(Information)
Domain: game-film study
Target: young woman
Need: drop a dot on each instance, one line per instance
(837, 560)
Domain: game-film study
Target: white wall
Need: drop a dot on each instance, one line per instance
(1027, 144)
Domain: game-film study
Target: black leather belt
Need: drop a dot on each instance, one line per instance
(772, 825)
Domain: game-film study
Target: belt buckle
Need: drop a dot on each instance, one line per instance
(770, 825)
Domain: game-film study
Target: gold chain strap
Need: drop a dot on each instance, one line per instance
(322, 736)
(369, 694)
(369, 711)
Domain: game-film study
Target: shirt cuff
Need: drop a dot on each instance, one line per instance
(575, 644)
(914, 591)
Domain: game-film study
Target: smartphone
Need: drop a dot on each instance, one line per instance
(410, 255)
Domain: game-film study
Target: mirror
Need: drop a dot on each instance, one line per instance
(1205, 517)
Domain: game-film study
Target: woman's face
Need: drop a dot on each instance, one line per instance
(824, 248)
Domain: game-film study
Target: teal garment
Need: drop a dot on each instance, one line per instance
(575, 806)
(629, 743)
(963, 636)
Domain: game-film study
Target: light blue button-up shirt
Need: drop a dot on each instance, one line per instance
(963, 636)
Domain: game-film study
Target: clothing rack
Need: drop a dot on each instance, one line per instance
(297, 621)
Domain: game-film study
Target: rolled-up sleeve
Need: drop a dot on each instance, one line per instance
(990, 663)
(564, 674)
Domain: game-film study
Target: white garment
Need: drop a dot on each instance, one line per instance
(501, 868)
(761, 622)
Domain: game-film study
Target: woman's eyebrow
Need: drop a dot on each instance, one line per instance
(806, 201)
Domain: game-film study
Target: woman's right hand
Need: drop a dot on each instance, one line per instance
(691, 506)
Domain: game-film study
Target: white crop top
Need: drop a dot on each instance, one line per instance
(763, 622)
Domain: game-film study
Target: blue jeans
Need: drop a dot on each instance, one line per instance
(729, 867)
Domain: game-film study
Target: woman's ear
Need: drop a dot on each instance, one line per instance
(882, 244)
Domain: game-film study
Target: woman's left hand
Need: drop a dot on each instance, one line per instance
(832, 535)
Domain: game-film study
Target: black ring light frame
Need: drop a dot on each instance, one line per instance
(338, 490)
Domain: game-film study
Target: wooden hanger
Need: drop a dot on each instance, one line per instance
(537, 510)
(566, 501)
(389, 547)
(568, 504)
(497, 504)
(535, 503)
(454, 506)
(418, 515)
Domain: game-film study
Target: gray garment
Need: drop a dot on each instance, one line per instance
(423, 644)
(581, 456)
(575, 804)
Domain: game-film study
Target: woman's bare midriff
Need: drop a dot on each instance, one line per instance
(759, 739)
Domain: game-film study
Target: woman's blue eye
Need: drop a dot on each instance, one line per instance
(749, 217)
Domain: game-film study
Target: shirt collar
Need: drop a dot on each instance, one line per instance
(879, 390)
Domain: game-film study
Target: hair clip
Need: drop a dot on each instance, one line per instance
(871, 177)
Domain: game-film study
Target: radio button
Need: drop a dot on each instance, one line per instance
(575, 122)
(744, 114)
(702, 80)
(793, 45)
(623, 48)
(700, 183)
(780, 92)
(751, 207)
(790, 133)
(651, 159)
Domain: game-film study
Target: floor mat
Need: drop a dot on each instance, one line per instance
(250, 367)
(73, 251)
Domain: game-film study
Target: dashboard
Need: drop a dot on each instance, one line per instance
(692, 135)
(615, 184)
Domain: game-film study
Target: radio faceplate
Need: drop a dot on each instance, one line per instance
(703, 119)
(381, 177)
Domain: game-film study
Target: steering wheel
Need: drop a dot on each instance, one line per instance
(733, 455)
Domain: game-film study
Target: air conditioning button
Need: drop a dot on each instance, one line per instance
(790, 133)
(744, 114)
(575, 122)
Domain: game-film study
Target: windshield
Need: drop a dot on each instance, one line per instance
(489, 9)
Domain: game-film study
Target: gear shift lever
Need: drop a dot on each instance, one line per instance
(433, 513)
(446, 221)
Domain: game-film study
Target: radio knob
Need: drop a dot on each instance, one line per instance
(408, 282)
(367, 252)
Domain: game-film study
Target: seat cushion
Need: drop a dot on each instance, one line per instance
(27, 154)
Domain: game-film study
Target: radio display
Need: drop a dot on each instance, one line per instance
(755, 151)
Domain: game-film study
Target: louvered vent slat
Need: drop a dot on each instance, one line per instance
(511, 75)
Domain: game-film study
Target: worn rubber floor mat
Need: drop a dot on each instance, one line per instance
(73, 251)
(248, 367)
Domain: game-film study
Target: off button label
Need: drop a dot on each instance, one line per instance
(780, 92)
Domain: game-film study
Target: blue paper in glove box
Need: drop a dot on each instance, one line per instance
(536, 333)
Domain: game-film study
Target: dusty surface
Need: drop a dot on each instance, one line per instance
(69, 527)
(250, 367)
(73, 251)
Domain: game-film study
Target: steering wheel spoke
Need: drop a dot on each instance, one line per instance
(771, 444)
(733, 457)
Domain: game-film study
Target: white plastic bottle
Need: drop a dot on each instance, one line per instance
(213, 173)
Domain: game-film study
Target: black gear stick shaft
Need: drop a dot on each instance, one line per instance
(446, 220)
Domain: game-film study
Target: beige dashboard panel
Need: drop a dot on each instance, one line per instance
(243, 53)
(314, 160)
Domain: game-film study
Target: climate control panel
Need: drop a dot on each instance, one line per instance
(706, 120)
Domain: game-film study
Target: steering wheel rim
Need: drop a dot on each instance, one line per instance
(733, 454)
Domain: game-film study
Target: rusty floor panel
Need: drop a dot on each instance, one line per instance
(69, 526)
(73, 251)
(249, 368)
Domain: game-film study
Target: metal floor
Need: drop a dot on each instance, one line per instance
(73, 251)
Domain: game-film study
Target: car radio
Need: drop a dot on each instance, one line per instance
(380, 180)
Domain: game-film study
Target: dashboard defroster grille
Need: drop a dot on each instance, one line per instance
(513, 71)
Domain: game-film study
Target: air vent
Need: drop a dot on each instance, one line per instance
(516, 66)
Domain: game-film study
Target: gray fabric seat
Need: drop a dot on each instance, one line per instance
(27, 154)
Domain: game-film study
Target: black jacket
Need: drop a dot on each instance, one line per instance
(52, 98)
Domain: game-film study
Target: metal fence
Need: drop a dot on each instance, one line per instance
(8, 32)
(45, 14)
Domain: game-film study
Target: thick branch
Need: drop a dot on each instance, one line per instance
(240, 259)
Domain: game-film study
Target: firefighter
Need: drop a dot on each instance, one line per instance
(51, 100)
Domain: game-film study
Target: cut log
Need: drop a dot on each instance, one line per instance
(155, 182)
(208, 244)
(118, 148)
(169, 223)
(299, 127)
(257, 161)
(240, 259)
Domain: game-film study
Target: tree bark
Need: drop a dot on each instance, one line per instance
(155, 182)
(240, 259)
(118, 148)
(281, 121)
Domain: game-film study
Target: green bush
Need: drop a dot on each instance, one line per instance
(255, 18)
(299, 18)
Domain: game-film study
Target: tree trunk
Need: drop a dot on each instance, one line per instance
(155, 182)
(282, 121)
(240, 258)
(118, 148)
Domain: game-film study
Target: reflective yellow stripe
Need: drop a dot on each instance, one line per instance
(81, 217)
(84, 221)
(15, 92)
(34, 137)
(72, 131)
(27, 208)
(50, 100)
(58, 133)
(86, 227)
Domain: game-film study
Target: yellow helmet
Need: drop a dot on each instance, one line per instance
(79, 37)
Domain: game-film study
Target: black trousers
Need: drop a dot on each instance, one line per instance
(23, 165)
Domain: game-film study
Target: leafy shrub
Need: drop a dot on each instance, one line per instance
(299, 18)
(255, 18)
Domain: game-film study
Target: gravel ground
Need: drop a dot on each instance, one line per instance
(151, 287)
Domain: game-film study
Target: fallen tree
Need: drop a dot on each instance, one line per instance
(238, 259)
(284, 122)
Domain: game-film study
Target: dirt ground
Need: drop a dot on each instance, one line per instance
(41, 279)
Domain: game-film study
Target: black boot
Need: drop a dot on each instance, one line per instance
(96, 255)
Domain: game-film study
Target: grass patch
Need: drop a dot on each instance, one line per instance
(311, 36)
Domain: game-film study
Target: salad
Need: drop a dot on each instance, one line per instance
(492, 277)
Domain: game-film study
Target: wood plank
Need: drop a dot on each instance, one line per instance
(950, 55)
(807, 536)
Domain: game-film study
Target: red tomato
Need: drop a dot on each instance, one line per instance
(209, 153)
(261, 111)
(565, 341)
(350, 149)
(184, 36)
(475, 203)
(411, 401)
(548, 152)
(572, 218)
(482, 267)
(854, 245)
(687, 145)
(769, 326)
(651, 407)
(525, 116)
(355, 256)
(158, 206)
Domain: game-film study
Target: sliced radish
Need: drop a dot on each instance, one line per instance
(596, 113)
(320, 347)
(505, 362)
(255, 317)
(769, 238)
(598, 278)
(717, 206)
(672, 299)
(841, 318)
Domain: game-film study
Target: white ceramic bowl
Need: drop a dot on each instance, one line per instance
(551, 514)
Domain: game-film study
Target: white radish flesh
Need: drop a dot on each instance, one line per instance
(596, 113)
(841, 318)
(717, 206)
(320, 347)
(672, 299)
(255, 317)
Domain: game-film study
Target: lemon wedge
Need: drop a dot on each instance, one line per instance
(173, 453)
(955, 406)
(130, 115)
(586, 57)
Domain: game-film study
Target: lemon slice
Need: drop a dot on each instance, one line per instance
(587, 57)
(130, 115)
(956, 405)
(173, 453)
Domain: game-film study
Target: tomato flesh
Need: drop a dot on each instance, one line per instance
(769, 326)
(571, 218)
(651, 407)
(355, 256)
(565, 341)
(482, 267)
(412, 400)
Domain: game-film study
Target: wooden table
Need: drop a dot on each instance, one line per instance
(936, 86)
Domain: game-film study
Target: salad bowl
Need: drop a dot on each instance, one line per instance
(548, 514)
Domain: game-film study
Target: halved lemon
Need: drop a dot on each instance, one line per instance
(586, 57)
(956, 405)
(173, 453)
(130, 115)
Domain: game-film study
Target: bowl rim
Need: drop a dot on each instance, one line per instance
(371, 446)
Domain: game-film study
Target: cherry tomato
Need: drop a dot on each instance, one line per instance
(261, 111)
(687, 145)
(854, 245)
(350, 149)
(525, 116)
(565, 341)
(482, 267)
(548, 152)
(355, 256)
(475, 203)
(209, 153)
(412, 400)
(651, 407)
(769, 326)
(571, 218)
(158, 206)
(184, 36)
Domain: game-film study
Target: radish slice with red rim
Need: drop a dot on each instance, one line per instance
(End Information)
→ Try it
Return, please, the lines of the data from the first through the line containing "Target: white crop top", both kept, exactly as they stand and nothing more.

→ Finished task
Domain: game-film study
Target: young woman
Need: drop a dot on each instance, one line per instance
(837, 560)
Domain: game-film study
Target: white wall
Need: drop a dot on each instance, one line per instance
(1027, 144)
Domain: game-film study
Target: black leather belt
Need: drop a dot on each instance, one line per instance
(772, 825)
Domain: game-film study
Target: belt buckle
Need: drop a dot on each instance, one line per instance
(770, 825)
Domain: game-film study
Target: gold chain strap
Need: drop a dot on each instance, one line per instance
(322, 736)
(369, 694)
(369, 711)
Domain: game-film study
Target: shirt cuff
Need: drop a dot on each instance, one line per instance
(575, 644)
(914, 591)
Domain: game-film study
Target: smartphone
Need: drop a dot on each instance, one line per instance
(410, 255)
Domain: game-film study
Target: mirror
Need: drop a dot on each instance, one line per instance
(1205, 517)
Domain: game-film study
Target: woman's face
Need: drop a dot on each instance, one line per instance
(824, 248)
Domain: game-film study
Target: teal garment
Need: drop a dot on each instance, one line per instance
(575, 806)
(629, 743)
(963, 636)
Domain: game-film study
Target: light blue button-up shirt
Need: drop a dot on each instance, one line per instance
(963, 636)
Domain: game-film study
Target: clothing rack
Need: drop a dot on each instance, one line per instance
(297, 621)
Domain: game-film study
Target: rolled-up sleeve
Need: drop a dot on each instance, one line per instance
(990, 663)
(564, 674)
Domain: game-film study
Target: white garment
Need: drop a dot on each instance, one line per instance
(501, 868)
(761, 622)
Domain: game-film study
Target: woman's eyebrow
Need: drop a dot on each instance, one line per instance
(806, 201)
Domain: game-film study
Target: woman's right hand
Need: drop a dot on each instance, one line per instance
(691, 506)
Domain: game-film study
Target: white crop top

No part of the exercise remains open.